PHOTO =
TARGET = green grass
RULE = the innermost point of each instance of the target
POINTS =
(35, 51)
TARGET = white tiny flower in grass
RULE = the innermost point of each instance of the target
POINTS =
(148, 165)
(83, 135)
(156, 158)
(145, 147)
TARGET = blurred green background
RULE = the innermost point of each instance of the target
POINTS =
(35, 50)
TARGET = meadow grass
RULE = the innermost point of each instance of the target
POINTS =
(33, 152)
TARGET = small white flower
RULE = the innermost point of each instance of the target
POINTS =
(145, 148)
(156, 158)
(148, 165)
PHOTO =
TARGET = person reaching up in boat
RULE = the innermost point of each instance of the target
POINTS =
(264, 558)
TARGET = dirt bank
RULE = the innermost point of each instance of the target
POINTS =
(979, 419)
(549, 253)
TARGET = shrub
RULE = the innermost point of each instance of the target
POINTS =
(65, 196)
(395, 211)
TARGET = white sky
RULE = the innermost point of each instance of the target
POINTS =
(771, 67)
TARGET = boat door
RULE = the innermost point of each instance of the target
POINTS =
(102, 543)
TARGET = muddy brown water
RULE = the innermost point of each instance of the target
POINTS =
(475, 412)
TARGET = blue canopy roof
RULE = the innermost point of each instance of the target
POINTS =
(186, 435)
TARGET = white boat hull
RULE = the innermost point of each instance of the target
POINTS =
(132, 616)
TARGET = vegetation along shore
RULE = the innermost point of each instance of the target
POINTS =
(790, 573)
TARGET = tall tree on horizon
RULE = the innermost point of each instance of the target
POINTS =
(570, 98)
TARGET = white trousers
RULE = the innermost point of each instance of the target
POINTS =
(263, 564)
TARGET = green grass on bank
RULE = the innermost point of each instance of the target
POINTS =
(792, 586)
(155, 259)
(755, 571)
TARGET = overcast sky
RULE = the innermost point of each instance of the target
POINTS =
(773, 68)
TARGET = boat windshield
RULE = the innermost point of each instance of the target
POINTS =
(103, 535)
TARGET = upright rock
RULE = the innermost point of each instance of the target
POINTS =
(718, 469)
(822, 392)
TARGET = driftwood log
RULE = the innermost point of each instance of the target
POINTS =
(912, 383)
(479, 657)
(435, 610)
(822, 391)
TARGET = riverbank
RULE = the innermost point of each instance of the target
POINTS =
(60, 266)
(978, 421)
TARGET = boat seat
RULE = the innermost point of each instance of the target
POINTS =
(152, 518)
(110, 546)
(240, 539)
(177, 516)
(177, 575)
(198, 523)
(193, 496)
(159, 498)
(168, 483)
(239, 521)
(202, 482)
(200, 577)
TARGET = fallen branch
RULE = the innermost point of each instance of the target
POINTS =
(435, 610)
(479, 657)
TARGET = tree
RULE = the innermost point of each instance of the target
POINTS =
- - -
* Description of the task: In the material above, the line with "TARGET = riverbank" marks the start. Print it and every line after it through the last, exactly.

* Worked solution:
TARGET = riverbank
RULE = the innermost point of each instance of the target
POINTS =
(60, 266)
(978, 421)
TARGET = boat seat
RULE = the innermost point of each instance of the target
POINTS =
(152, 518)
(110, 546)
(240, 539)
(177, 516)
(177, 575)
(198, 523)
(193, 496)
(159, 498)
(168, 483)
(239, 521)
(202, 482)
(200, 577)
TARGET = fallen branch
RULE = the innermost point of each instance of the target
POINTS =
(435, 610)
(479, 657)
TARGET = tree
RULE = the innermost point of each instance of the target
POINTS =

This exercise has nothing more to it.